◆ TASK INSTRUCTIONS:
Needed from the data below: all lines that contain the word "bowl".

*** RECORDS TO PROCESS

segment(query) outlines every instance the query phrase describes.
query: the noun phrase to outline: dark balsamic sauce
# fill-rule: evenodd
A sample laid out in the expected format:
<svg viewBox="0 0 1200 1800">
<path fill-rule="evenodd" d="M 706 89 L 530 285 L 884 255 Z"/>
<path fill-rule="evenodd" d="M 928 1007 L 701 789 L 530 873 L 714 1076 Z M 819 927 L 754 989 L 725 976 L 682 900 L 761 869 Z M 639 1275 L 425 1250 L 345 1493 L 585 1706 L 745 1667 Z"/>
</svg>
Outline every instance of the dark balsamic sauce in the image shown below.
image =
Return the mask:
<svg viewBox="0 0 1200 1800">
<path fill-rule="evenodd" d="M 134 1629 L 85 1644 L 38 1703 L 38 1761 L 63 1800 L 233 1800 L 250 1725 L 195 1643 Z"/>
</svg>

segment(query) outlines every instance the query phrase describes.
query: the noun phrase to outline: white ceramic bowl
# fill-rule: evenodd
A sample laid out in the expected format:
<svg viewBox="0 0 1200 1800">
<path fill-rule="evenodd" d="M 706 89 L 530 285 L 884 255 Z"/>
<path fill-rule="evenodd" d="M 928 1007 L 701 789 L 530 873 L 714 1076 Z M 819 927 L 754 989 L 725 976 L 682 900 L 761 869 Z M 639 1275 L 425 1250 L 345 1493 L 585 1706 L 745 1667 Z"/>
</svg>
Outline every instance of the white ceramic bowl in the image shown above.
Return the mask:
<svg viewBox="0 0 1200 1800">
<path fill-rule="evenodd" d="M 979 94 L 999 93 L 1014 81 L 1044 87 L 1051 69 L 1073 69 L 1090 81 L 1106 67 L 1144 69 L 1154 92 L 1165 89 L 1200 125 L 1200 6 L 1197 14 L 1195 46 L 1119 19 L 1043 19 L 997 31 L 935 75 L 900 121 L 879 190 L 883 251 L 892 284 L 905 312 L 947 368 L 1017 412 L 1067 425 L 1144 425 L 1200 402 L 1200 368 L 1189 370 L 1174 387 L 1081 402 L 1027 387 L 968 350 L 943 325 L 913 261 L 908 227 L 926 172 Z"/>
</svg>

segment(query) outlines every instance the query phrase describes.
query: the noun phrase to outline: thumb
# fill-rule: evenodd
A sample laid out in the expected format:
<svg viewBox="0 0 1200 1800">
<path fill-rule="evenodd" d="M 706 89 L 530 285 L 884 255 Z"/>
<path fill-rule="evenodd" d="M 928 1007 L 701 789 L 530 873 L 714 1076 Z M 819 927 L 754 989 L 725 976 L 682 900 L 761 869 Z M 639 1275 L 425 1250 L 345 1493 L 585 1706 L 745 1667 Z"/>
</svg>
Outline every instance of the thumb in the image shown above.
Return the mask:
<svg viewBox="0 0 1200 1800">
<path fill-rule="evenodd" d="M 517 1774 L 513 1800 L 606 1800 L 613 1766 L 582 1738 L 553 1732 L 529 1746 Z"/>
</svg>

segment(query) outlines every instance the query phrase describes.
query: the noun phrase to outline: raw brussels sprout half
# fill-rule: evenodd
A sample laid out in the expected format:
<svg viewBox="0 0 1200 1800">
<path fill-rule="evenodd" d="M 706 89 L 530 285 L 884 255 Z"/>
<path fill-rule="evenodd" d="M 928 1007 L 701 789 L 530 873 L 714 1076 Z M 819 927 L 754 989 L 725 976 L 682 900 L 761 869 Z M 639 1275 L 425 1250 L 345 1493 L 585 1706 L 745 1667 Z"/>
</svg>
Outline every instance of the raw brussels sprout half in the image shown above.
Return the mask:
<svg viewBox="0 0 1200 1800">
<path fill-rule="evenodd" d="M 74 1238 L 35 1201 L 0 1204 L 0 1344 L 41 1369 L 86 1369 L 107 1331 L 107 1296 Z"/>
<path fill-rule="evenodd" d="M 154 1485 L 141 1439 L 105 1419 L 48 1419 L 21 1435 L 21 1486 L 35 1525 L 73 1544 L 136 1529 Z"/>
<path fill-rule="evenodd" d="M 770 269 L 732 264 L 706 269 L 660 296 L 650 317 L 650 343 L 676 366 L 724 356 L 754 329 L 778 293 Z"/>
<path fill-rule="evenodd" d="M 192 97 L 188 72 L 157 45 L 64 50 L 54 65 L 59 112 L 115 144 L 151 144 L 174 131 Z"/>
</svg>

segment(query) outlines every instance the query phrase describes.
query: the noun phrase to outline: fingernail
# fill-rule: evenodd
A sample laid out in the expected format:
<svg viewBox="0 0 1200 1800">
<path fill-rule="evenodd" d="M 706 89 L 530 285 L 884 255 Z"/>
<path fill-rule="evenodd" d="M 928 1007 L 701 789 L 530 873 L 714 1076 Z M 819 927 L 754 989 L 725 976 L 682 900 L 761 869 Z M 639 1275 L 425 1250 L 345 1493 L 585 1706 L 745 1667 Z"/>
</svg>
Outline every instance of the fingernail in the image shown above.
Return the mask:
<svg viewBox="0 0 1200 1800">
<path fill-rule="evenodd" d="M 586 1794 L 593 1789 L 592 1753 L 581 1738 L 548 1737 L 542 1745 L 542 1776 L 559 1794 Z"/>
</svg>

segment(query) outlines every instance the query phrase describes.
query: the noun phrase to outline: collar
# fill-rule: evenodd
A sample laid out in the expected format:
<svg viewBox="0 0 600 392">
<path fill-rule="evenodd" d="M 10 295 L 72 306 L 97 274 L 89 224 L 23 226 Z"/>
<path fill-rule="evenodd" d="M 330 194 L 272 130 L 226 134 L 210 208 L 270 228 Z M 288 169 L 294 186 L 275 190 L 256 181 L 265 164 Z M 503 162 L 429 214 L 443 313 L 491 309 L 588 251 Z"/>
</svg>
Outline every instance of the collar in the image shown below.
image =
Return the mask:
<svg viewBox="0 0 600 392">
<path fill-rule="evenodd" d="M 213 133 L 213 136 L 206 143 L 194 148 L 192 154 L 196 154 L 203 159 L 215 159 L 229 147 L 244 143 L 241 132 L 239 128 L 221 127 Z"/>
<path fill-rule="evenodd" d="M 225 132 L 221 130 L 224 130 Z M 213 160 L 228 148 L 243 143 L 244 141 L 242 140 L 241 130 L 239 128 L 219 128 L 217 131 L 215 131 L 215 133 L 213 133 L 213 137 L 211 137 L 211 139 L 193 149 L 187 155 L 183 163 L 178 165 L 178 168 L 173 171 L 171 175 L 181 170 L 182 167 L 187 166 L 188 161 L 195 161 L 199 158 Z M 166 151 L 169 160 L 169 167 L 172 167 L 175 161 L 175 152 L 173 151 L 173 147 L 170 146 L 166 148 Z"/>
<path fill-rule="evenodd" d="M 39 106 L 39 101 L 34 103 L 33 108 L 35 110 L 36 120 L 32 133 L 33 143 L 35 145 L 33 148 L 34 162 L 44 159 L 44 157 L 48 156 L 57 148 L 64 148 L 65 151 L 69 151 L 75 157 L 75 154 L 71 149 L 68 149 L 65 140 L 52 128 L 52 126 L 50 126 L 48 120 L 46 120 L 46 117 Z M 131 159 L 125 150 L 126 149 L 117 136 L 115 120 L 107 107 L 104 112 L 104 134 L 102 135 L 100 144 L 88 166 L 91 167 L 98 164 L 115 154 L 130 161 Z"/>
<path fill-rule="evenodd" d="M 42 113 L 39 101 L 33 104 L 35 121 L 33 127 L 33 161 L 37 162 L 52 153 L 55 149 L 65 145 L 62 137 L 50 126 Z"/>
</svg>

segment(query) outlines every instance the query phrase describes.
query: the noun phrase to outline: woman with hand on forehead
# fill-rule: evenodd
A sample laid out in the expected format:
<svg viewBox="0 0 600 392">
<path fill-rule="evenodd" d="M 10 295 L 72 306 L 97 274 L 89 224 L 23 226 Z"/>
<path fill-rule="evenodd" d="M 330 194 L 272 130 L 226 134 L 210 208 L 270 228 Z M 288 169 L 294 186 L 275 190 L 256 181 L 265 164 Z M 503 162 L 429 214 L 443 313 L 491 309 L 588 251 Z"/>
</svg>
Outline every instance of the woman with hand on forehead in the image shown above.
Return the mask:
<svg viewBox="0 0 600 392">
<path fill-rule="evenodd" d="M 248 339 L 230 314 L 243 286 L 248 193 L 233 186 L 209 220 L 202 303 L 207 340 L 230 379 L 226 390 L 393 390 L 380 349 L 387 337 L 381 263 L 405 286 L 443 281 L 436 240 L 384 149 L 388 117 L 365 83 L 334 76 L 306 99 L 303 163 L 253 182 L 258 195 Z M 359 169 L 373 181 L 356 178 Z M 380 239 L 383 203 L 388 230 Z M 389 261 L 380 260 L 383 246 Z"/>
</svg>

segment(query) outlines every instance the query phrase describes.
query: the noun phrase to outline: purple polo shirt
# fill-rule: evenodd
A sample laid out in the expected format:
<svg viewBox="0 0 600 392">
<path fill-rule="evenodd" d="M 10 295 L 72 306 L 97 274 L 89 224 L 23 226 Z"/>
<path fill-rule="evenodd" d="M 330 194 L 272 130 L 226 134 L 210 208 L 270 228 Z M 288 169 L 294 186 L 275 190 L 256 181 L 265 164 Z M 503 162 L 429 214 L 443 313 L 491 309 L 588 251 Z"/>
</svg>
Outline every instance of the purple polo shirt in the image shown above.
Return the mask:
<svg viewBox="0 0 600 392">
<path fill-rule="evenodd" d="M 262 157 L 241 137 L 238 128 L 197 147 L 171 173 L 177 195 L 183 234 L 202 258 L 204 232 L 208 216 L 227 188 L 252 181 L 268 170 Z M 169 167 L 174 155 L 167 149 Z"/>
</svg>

******

◆ EXPECTED OUTPUT:
query: the noun phrase to outline: white ceramic bowl
Outline every instance of the white ceramic bowl in the image shown above.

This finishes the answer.